# TASK SET
1. Output the passage from the application memory sizing page below, beginning at the words "Configuring containerized application" and stopping after "in a container.".
2. Write the next part of the application memory sizing text below, picking up after its final sentence.

# PAGE TEXT
Application memory sizing
This page is intended to provide guidance to application developers using OKD on:
Determining the memory and risk requirements of a containerized application component and configuring the container memory parameters to suit those requirements.
Configuring containerized application runtimes (for example, OpenJDK) to adhere optimally to the configured container memory parameters.
Diagnosing and resolving memory-related error conditions associated with running in a container.
It is recommended to read fully the overview of how OKD manages Compute Resources before proceeding.
For the purposes of sizing application memory, the key points are:
For each kind of resource (memory, cpu, storage), OKD allows optional request and limit values to be placed on each container in a pod. For the purposes of this page, we are solely interested in memory requests and memory limits.
The memory request value, if specified, influences the OKD scheduler. The scheduler considers the memory request when scheduling a container to a node, then fences off the requested memory on the chosen node for the use of the container.
If a node’s memory is exhausted, OKD prioritizes evicting its containers whose memory usage most exceeds their memory request. In serious cases of memory exhaustion, the node OOM killer may select and kill a process in a container based on a similar metric.

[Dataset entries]
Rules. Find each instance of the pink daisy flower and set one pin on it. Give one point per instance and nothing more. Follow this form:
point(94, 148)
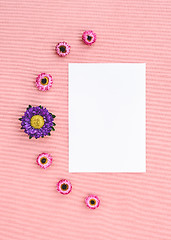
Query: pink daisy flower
point(62, 49)
point(89, 37)
point(44, 82)
point(44, 160)
point(64, 186)
point(92, 201)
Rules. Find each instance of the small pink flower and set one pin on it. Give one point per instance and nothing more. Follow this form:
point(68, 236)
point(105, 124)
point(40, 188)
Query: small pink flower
point(44, 160)
point(62, 49)
point(64, 186)
point(44, 82)
point(92, 201)
point(89, 37)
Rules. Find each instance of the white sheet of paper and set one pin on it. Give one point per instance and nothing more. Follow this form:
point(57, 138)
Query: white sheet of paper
point(107, 119)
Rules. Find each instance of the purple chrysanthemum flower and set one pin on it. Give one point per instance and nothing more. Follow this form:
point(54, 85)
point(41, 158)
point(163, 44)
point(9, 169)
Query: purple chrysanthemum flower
point(37, 122)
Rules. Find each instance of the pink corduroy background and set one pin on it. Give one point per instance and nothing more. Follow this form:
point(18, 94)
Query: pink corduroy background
point(133, 206)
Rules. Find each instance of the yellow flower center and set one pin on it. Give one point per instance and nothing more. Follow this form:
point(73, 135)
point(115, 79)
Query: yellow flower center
point(43, 160)
point(44, 81)
point(37, 121)
point(92, 202)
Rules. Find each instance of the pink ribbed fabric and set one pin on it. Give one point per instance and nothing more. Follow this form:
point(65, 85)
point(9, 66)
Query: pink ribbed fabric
point(133, 206)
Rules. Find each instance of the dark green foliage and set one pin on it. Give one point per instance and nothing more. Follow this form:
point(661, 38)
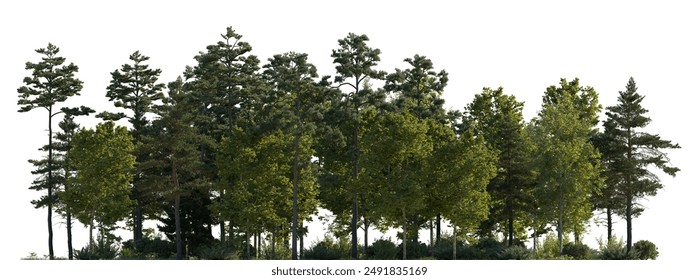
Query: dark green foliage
point(217, 251)
point(383, 249)
point(104, 249)
point(488, 249)
point(443, 249)
point(329, 249)
point(578, 251)
point(646, 250)
point(516, 252)
point(415, 250)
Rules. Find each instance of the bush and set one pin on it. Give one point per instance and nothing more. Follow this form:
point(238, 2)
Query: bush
point(329, 249)
point(516, 252)
point(151, 248)
point(614, 249)
point(383, 249)
point(488, 249)
point(415, 250)
point(443, 249)
point(578, 251)
point(646, 250)
point(217, 251)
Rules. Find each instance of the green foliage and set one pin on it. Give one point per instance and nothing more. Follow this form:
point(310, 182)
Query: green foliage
point(383, 249)
point(646, 250)
point(329, 249)
point(218, 251)
point(579, 251)
point(104, 164)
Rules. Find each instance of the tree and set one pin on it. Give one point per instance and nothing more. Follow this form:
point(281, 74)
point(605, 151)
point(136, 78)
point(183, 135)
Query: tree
point(568, 164)
point(173, 159)
point(134, 87)
point(355, 61)
point(299, 106)
point(420, 88)
point(631, 151)
point(226, 87)
point(104, 164)
point(498, 118)
point(51, 83)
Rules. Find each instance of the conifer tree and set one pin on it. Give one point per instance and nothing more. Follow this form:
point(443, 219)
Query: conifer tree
point(630, 154)
point(135, 88)
point(50, 84)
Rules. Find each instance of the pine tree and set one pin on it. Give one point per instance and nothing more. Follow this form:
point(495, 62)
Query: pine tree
point(355, 61)
point(630, 153)
point(51, 83)
point(134, 87)
point(498, 118)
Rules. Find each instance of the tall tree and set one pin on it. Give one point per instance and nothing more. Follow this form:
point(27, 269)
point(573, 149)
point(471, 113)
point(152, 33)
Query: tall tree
point(300, 107)
point(225, 84)
point(51, 83)
point(631, 152)
point(498, 118)
point(63, 145)
point(355, 62)
point(135, 88)
point(105, 164)
point(172, 148)
point(568, 164)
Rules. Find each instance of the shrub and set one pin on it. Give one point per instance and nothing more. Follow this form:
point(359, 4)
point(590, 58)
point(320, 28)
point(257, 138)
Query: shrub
point(383, 249)
point(516, 252)
point(646, 250)
point(329, 249)
point(578, 251)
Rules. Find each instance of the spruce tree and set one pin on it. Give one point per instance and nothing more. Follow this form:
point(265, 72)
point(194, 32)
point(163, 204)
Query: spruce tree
point(631, 152)
point(50, 83)
point(134, 88)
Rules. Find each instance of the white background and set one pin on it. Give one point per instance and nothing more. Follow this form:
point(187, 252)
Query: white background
point(523, 46)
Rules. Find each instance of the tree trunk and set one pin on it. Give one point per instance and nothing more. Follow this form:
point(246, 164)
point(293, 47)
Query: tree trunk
point(439, 227)
point(609, 224)
point(69, 228)
point(510, 223)
point(366, 236)
point(559, 227)
point(302, 233)
point(405, 236)
point(295, 209)
point(453, 244)
point(355, 175)
point(247, 245)
point(50, 187)
point(629, 213)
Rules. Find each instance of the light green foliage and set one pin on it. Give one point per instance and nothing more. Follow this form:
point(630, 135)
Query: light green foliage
point(567, 162)
point(105, 165)
point(497, 117)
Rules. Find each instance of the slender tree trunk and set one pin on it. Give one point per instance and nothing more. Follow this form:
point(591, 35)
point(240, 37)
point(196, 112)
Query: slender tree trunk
point(355, 175)
point(69, 228)
point(274, 244)
point(510, 223)
point(178, 221)
point(295, 209)
point(560, 220)
point(439, 227)
point(405, 236)
point(453, 244)
point(50, 187)
point(609, 224)
point(301, 234)
point(366, 236)
point(247, 245)
point(629, 216)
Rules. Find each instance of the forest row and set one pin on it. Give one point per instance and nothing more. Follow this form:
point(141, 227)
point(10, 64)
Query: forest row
point(257, 148)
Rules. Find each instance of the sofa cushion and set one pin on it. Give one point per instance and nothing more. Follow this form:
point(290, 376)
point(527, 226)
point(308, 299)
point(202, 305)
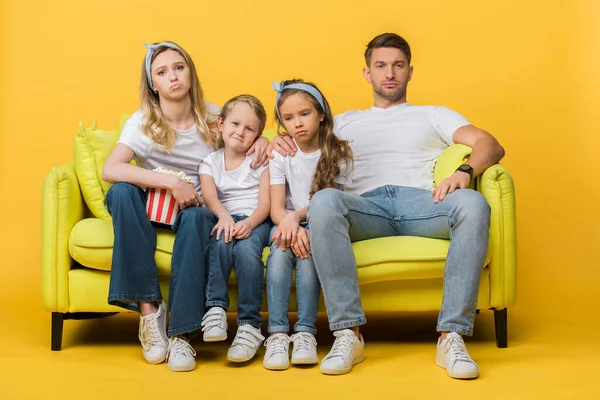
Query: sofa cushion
point(92, 147)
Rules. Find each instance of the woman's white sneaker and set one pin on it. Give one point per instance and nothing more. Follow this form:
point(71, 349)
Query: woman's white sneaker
point(247, 340)
point(452, 355)
point(153, 335)
point(214, 325)
point(181, 355)
point(347, 350)
point(305, 348)
point(277, 356)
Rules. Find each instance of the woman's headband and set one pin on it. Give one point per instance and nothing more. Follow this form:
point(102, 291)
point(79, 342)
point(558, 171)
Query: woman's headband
point(150, 52)
point(280, 87)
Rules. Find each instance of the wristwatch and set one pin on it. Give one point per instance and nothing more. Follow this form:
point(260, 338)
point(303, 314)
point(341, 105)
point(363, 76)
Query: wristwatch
point(467, 169)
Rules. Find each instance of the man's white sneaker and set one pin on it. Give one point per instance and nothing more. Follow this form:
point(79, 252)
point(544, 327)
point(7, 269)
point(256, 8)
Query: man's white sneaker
point(305, 348)
point(153, 335)
point(247, 340)
point(214, 325)
point(452, 355)
point(181, 355)
point(347, 350)
point(277, 356)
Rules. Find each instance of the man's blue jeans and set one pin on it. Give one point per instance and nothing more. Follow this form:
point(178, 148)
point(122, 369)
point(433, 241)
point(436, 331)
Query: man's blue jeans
point(280, 266)
point(336, 219)
point(134, 276)
point(246, 257)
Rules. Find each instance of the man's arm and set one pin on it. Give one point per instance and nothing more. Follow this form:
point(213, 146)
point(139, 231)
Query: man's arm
point(486, 152)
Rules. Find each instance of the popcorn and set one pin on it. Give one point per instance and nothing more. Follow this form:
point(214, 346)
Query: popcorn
point(161, 206)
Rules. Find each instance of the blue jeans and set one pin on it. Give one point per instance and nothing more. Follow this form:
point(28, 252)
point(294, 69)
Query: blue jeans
point(280, 266)
point(134, 276)
point(246, 257)
point(337, 219)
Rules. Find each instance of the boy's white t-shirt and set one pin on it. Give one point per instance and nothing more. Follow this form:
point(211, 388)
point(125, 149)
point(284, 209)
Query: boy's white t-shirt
point(398, 145)
point(237, 190)
point(186, 154)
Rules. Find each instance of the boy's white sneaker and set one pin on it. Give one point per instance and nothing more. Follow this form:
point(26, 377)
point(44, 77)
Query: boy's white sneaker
point(181, 355)
point(305, 348)
point(277, 356)
point(247, 340)
point(347, 350)
point(214, 325)
point(452, 355)
point(153, 335)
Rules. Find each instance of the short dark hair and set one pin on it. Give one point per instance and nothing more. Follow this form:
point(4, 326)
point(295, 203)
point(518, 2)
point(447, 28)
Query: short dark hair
point(387, 40)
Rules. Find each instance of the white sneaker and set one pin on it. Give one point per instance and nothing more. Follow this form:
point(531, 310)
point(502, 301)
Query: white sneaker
point(214, 325)
point(153, 335)
point(347, 350)
point(305, 348)
point(247, 340)
point(452, 355)
point(181, 355)
point(277, 356)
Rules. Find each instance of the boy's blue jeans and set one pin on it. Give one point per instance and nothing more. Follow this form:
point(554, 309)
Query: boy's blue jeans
point(280, 266)
point(246, 257)
point(337, 219)
point(134, 276)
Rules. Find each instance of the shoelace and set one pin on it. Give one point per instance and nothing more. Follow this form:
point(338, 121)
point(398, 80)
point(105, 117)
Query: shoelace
point(303, 341)
point(178, 346)
point(276, 344)
point(343, 343)
point(148, 333)
point(247, 336)
point(212, 320)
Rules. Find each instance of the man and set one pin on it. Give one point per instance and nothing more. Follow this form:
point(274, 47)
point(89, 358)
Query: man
point(395, 147)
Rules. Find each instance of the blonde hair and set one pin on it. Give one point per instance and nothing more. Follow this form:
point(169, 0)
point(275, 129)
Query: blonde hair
point(154, 124)
point(254, 103)
point(333, 149)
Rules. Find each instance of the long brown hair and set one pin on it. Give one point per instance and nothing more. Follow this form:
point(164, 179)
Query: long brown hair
point(154, 124)
point(333, 149)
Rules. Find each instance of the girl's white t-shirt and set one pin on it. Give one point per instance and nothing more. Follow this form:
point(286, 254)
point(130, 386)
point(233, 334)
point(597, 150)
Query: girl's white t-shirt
point(186, 154)
point(237, 190)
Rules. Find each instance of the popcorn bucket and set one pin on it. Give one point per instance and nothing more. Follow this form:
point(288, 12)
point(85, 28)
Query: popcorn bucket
point(161, 206)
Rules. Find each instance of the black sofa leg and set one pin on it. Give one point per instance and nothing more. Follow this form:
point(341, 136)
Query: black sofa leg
point(57, 325)
point(501, 323)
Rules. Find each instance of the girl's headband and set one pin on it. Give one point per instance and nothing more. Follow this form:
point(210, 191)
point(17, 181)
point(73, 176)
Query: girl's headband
point(299, 86)
point(150, 52)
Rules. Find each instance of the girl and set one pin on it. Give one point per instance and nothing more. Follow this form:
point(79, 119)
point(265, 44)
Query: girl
point(239, 197)
point(174, 129)
point(318, 164)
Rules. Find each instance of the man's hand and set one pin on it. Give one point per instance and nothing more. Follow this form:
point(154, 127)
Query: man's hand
point(458, 180)
point(259, 147)
point(282, 144)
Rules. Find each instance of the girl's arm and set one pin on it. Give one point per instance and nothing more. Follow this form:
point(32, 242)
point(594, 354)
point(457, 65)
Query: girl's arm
point(211, 199)
point(117, 169)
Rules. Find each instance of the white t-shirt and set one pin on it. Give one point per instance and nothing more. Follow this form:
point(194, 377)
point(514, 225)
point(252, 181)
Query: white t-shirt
point(398, 145)
point(237, 190)
point(186, 154)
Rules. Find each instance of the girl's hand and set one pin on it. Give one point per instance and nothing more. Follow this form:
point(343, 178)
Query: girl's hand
point(184, 193)
point(242, 229)
point(260, 149)
point(285, 234)
point(302, 246)
point(225, 224)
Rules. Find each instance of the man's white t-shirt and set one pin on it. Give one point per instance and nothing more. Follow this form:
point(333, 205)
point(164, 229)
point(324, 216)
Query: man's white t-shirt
point(237, 190)
point(186, 154)
point(398, 145)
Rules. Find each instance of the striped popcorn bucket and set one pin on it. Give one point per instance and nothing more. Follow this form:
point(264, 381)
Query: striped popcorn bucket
point(161, 206)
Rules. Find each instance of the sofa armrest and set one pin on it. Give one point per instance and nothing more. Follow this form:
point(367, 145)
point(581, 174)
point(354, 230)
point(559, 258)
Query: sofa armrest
point(497, 187)
point(62, 208)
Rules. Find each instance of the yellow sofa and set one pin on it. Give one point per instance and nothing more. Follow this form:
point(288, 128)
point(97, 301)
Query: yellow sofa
point(395, 273)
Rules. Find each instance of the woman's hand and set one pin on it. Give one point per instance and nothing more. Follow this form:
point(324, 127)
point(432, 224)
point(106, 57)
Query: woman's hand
point(225, 225)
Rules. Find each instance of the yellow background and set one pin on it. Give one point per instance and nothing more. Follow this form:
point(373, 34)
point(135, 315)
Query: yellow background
point(525, 71)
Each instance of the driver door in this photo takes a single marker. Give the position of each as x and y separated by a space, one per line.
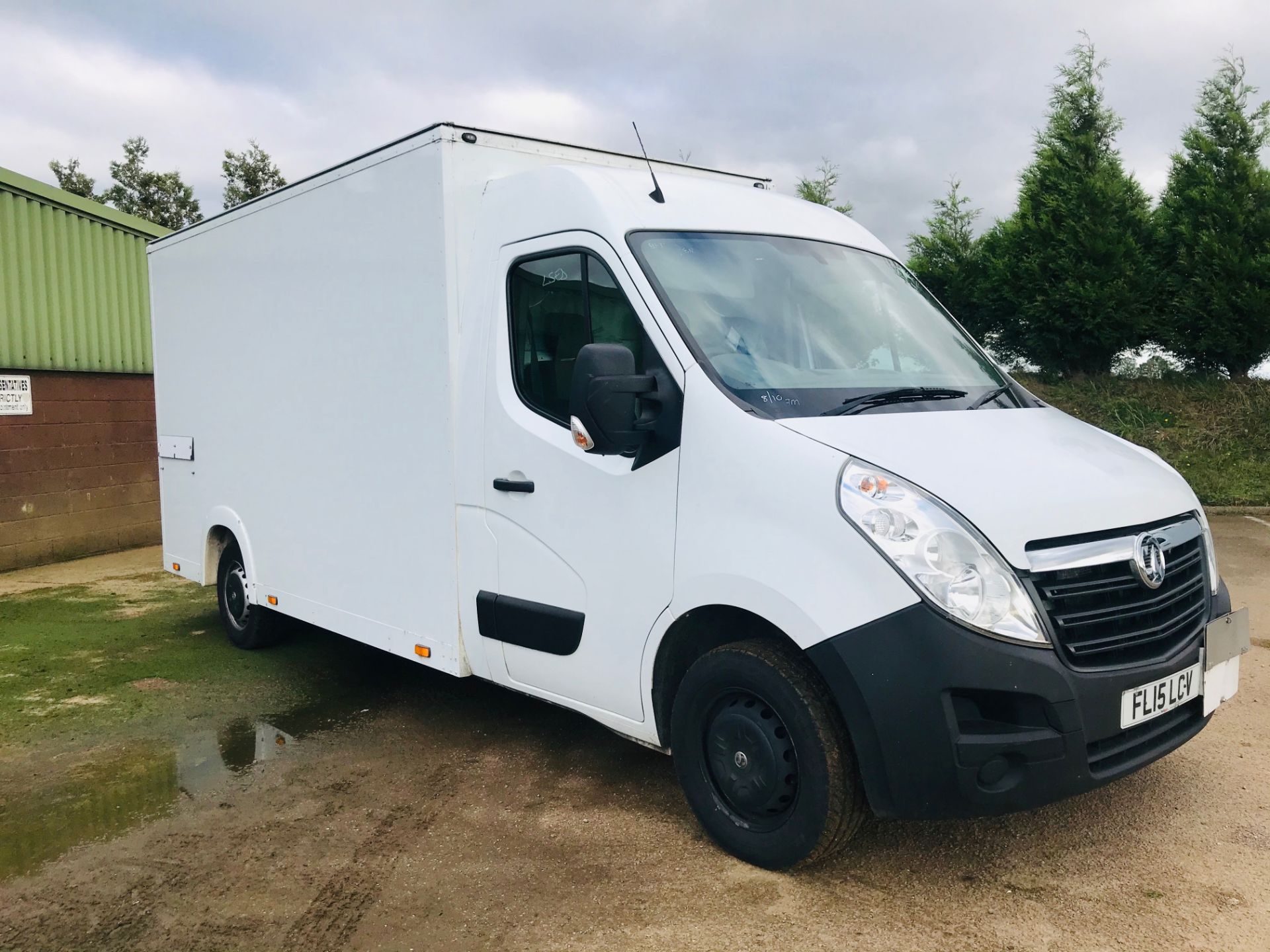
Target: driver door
586 543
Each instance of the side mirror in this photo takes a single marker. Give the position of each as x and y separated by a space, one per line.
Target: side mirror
603 401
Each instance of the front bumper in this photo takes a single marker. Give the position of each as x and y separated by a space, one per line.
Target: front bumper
948 723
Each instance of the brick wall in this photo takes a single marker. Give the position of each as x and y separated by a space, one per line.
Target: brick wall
80 475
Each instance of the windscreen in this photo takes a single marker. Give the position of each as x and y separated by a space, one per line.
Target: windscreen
798 328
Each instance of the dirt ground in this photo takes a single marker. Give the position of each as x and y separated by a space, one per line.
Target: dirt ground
399 809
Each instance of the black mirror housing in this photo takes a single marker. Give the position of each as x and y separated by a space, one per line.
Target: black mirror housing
605 397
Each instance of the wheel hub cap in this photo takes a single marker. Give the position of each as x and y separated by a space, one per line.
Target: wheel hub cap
235 596
751 758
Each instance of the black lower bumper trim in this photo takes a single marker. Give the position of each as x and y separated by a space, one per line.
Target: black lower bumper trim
949 723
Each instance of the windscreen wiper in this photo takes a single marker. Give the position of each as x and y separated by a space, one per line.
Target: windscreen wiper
988 397
897 395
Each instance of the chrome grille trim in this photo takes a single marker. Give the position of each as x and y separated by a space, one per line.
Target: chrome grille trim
1082 555
1103 617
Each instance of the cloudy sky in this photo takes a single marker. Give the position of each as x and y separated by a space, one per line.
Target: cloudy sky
900 95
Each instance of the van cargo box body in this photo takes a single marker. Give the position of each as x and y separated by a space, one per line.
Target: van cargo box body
702 462
308 348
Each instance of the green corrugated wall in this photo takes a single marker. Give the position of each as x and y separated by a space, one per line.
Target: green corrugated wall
74 294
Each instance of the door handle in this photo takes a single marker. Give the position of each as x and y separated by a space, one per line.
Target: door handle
513 485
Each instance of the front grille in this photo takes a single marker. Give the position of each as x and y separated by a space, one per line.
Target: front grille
1104 617
1156 736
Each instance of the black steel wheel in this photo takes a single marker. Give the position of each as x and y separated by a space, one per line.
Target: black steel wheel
763 757
751 760
249 626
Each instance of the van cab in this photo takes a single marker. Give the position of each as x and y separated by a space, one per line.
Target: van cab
715 471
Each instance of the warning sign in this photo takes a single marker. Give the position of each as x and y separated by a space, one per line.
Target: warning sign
16 397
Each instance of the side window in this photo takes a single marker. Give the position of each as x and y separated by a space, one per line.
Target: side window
559 303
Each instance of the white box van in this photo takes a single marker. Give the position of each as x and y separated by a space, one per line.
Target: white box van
713 470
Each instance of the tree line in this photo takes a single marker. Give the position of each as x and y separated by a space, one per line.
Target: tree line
163 197
1086 268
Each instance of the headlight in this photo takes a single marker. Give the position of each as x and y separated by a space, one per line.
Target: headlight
945 559
1209 549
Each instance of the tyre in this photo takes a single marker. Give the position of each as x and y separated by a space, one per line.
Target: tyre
249 626
763 757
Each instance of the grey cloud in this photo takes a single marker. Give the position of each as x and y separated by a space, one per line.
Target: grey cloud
901 95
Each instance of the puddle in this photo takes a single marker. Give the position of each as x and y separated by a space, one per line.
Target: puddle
110 796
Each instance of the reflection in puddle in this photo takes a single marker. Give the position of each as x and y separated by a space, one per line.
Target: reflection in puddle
107 797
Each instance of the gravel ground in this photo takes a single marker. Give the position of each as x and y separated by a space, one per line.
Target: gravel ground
433 814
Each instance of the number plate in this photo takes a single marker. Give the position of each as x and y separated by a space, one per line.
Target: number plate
1138 705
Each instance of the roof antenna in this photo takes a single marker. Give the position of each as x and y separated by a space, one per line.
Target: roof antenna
656 194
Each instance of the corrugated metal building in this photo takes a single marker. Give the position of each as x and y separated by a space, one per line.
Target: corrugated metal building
78 459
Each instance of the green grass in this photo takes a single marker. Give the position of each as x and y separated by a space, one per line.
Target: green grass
1216 433
71 658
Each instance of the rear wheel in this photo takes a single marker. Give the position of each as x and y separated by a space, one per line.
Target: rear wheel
249 626
763 758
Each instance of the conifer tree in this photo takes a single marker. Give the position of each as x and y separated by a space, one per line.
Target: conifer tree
1068 274
1213 226
947 258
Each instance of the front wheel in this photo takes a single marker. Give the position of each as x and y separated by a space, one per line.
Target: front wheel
763 758
249 626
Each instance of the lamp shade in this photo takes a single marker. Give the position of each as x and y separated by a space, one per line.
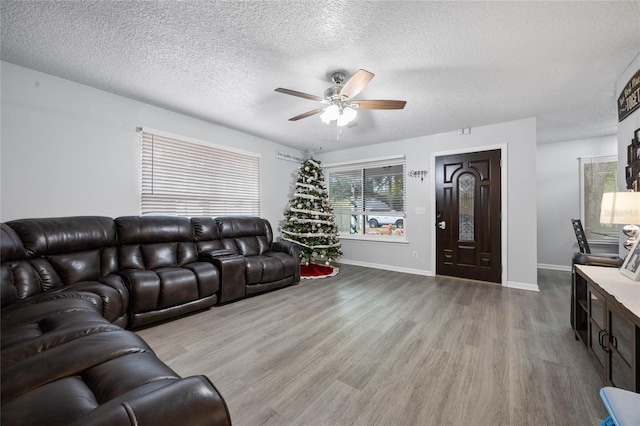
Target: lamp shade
620 208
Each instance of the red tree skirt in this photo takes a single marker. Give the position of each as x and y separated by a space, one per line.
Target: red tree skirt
313 271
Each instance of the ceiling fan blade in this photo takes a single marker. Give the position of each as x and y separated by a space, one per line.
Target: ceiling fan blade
299 94
306 114
355 84
379 104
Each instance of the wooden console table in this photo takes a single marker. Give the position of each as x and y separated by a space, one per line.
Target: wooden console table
607 321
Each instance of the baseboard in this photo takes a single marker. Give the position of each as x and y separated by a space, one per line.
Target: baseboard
522 286
510 284
387 267
562 268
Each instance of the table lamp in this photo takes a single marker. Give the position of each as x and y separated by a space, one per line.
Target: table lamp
622 208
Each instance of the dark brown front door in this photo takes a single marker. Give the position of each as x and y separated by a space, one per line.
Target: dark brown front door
468 216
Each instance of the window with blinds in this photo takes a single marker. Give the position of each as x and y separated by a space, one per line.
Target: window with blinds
191 179
368 198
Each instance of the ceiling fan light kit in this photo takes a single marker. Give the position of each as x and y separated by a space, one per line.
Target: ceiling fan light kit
341 107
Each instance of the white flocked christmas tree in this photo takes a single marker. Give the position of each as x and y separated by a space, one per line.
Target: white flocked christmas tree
309 219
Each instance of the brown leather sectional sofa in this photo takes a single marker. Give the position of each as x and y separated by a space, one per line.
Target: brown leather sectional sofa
72 286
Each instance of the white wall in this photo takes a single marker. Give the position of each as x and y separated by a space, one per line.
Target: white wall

# ANSWERS TO THIS EXERCISE
1.
Configuring containerized application runtimes (for example, OpenJDK) to adhere optimally to the configured container memory parameters.
Diagnosing and resolving memory-related error conditions associated with running in a container.

2.
The memory limit value, if specified, provides a hard limit on the memory that can be allocated across all the processes in a container.
If the memory allocated by all of the processes in a container exceeds the memory limit, the node OOM killer will immediately select and kill a process in the container.
If both memory request and limit are specified, the memory limit value must be greater than or equal to the memory request.
The cluster administrator may assign quota against the memory request value, limit value, both, or neither.
The cluster administrator may assign default values for the memory request value, limit value, both, or neither.
The cluster administrator may override the memory request values that a developer specifies, in order to manage cluster overcommit. This occurs on OpenShift Online, for example.
The steps for sizing application memory on OKD are as follows:
Determine expected container memory usage
Determine expected mean and peak container memory usage, empirically if necessary (for example, by separate load testing). Remember to consider all the processes that may potentially run in parallel in the container: for example, does the main application spawn any ancillary scripts?
Determine risk appetite
Determine risk appetite for eviction. If the risk appetite is low, the container should request memory according to the expected peak usage plus a percentage safety margin. If the risk appetite is higher, it may be more appropriate to request memory according to the expected mean usage.
Set container memory request
Set container memory request based on the above. The more accurately the request represents the application memory usage, the better. If the request is too high, cluster and quota usage will be inefficient. If the request is too low, the chances of application eviction increase.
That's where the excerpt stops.